The request:
Extend the write-up on the police shooting dataset below, picking up right after its final sentence.

Page extract:
══════

The dataset is rich in details. Additional information is also available from the linked records, such as the background of the police officers (previous killings committed) and of the victims (e.g., on parole) when available. That information was not obtained for the current project.

Manipulation of the Dataset

The dataset was reasonably structured and clean, requiring some but not extensive manipulation. It was examined using Excel filtering to check for obvious problems. The continuous variables were converted to numeric (when used), particularly the dates and zips.

Only a subset of 18 variables were selected for further analysis: Age, Gender, Race, Date, City, State, Zipcode, County, Agency, Cause, Disposition, Charges, Mental, Unarmed, Weapon, Threat, Fleeing, Camera. In the end, because of lack of time, the only variables employed in the analysis were Age, Gender, Race, Date, and State.

Variables with long names were shortened as shown for convenient use in R statements. A complication was that variable names with spaces, special characters, etc., are converted to periods when saving Excel as .csv. Line 48 of the code shows the necessary cleaning. Some of the gender entries had trailing spaces that needed to be eliminated for efficient sorting. Race values were also shortened, as shown in line 50-55.

Exploratory data analysis of gender and race

The initial exploration was the distribution of dead victims according to gender. Code line 60 shows grouping by gender and summarizing all shootings by gender (shooting is the generic term used here for a dead victim.) Ggplot bargraph was used.

As depicted in Fig. 1 bar chart, the vast majority are males, 5% are females, and a small minority are transgender or unknown.

A second step was to examine the interaction between gender and race on the number of shootings. As shown in Fig. 2 bar charts, white females are about 8% of the white victims, while hispanic females are about 5% of the hispanic victims. For black females, the percentage is about 2.5% of black victims, and for Asian Pacific, Native Americans, and unknown race, it’s smaller than 2% of corresponding victims.

══════

Given data:
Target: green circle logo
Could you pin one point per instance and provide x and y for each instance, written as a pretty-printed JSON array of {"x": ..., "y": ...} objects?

══════

Written answer:
In terms of racial distribution, black victims amount to 26% of shootings, hispanic are 17%, white are 45%, asian and native groups are 2.5% and the remainder are of unknown race. It is important to notice that black plus hispanic victims amount to about 95% of white victims, more than the make-up of the population.

Using the package “patchwork” for some of the figures

In order to place figures side to side or special arrangements, we used “patchwork”, a package downloaded from cran.rstudio.com and documented at the top of the code. This was used for Fig. 2 and subsequent ones.

Detail about Fig. 2: we divided up the plot into two bar charts: the y-axis range of the left chart is 4 times that of the right one, in order to visualize better the differences between majority and minority victims. “Patchwork” allows for placing the two plots side by side.

Exploratory data analysis of time distribution

We explored the daily and cumulative number of shootings over the 2013-2020 period, in code lines 86-122. The shootings were separated for males, females, transgender and other. Fig. 3 shows an uncomfortable steady level of daily shootings over the 7.7 year period, at about 2.9 deaths per day for males and about 0.15 deaths per day for females, showing no sign of improvement over the period. Figs. 4 and 5 show the cumulative increase over time for all genders, and the constant slope conveys the same conclusion.

Exploratory data analysis of age distribution

In code lines 126-140 we explored shootings according to age of victim. Fig. 6 shows a negatively-skewed bell curve with a mean of about 30 years of age. We tried various smoothing functions, as shown in Figs. 7-9, a loess smoothing, cubic function and a generative additive model. Certainly the GAM is the better model, although the default GAM model fails slightly between ages of 0 and 10.

Analysis of interaction between race and age

In code 144-157 we looked at how race affects the age distribution of victims. Figs. 10-12 show that the mean for black victims is lower, at about 27 years of age, than for hispanic at about 28 and white victims at 30 years of age.

Analysis of shootings by State and cause of death

In code 160-196 we explored the usmap library and the plot_usmap package to visualize shootings by state and cause of death.

We joined the MPV dataset and the StatePopulation dataset, and in line 195 defined the death rate as deaths/state-population per million inhabitants.

We filtered out the following causes of death: Gunshot, Asphyxiation, Physical Restraint, Beating, Vehicle and Taser, and plotted the sums by state on the USA map, with color intensity scaled according to death rate.

Figs. 13 and 14 compare the state population with the total death rate by all causes, showing the predominance of Oklahoma, Alabama, Alaska, and the relatively high death rate for some mid western states. Figs. 14 and 15 show that the leading cause is gunshots for those same states. Figs. 16 to 20 show the state distribution of the lesser causes of death, asphyxiation, physical restraint, beating, and taser. The dark grey color indicates states that didn’t have any occurrence.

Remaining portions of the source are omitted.